_Task goal_
Carry none of the pictures over; write out the complete data exactly.

_Records supplied_
◆ ◆ ◆ ◆
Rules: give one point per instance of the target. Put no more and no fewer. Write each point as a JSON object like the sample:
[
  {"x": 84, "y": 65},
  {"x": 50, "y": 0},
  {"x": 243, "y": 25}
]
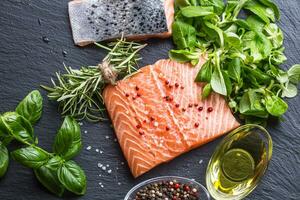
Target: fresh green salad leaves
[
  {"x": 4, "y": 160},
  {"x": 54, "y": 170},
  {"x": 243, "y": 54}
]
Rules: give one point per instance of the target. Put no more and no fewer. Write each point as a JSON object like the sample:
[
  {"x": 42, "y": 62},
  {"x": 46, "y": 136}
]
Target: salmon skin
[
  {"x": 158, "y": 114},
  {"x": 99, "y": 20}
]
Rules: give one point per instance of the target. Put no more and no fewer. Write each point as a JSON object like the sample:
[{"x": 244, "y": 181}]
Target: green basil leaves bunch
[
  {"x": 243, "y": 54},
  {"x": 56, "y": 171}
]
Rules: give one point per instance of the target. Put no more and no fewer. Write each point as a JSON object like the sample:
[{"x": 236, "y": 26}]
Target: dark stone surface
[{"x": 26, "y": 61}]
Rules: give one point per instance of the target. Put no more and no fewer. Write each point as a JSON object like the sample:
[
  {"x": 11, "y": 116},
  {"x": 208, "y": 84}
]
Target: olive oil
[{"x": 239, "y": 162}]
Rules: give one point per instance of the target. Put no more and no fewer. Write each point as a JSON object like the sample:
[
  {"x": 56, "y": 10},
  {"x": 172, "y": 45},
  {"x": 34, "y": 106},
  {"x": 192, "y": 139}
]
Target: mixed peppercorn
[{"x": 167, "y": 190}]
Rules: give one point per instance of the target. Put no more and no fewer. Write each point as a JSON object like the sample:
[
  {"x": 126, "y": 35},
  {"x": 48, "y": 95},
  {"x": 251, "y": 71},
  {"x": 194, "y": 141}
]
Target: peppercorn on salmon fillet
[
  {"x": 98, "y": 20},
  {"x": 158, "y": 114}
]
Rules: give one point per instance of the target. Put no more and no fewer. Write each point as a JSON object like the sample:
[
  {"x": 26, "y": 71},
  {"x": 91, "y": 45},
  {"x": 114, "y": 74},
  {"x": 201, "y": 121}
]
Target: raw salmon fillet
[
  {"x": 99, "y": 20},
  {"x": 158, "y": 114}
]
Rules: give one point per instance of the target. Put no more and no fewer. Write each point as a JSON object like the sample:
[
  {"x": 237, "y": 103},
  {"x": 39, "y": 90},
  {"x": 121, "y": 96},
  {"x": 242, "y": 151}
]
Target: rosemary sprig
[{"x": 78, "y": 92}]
◆ ◆ ◆ ◆
_Finished answer_
Rules: give one point per instance of the target. Put no more and no fewer. Write each point as a JSON object like the sample:
[
  {"x": 84, "y": 65},
  {"x": 50, "y": 0},
  {"x": 243, "y": 25}
]
Target: fresh green salad leaves
[
  {"x": 4, "y": 160},
  {"x": 54, "y": 170},
  {"x": 243, "y": 54}
]
Rules: give one point per instance of the target. Put no more and no fewer. Write each point as a JSON object like the sample:
[
  {"x": 42, "y": 62},
  {"x": 46, "y": 136}
]
Target: salmon skin
[
  {"x": 158, "y": 114},
  {"x": 99, "y": 20}
]
Rules: give one point per instance of the target. Put no more and no fewer. Write each point as a JSON object like the sample:
[{"x": 244, "y": 181}]
Target: green basil leaves bunch
[
  {"x": 243, "y": 54},
  {"x": 56, "y": 171}
]
Rules: give one point per instance of the target. Put no more and no fewer. Write each point as a JSON object like the sample:
[{"x": 236, "y": 26}]
Target: dark stone surface
[{"x": 26, "y": 61}]
Rules: give one point per instance of the target. Put no more and no fewer. Write each point as a JSON object like the sample:
[
  {"x": 11, "y": 116},
  {"x": 208, "y": 84}
]
Target: olive oil
[{"x": 239, "y": 162}]
Rules: give one point per instance of the target. Put no more and no fewer. Write each point as a JSON object like the sample:
[
  {"x": 56, "y": 10},
  {"x": 172, "y": 45},
  {"x": 34, "y": 106},
  {"x": 192, "y": 139}
]
Target: mixed peppercorn
[{"x": 167, "y": 190}]
Rules: give one point per instance of the target. Put no more and no fewer. Write each point as a JSON object like the sample:
[
  {"x": 126, "y": 35},
  {"x": 48, "y": 95},
  {"x": 251, "y": 71},
  {"x": 194, "y": 141}
]
Target: peppercorn on salmon fillet
[
  {"x": 98, "y": 20},
  {"x": 158, "y": 114}
]
Rules: give one point per instance of the target. Put no more and no fewer. Write each point as a JSON object like the sample:
[
  {"x": 26, "y": 71},
  {"x": 91, "y": 45},
  {"x": 114, "y": 74},
  {"x": 201, "y": 121}
]
Target: raw salmon fillet
[
  {"x": 99, "y": 20},
  {"x": 158, "y": 114}
]
Rules: give one point per instance of the target. Put no more and no fewer. Write each point as a JSON object like the sample:
[
  {"x": 237, "y": 103},
  {"x": 39, "y": 90},
  {"x": 121, "y": 96},
  {"x": 242, "y": 151}
]
Target: rosemary sprig
[{"x": 78, "y": 92}]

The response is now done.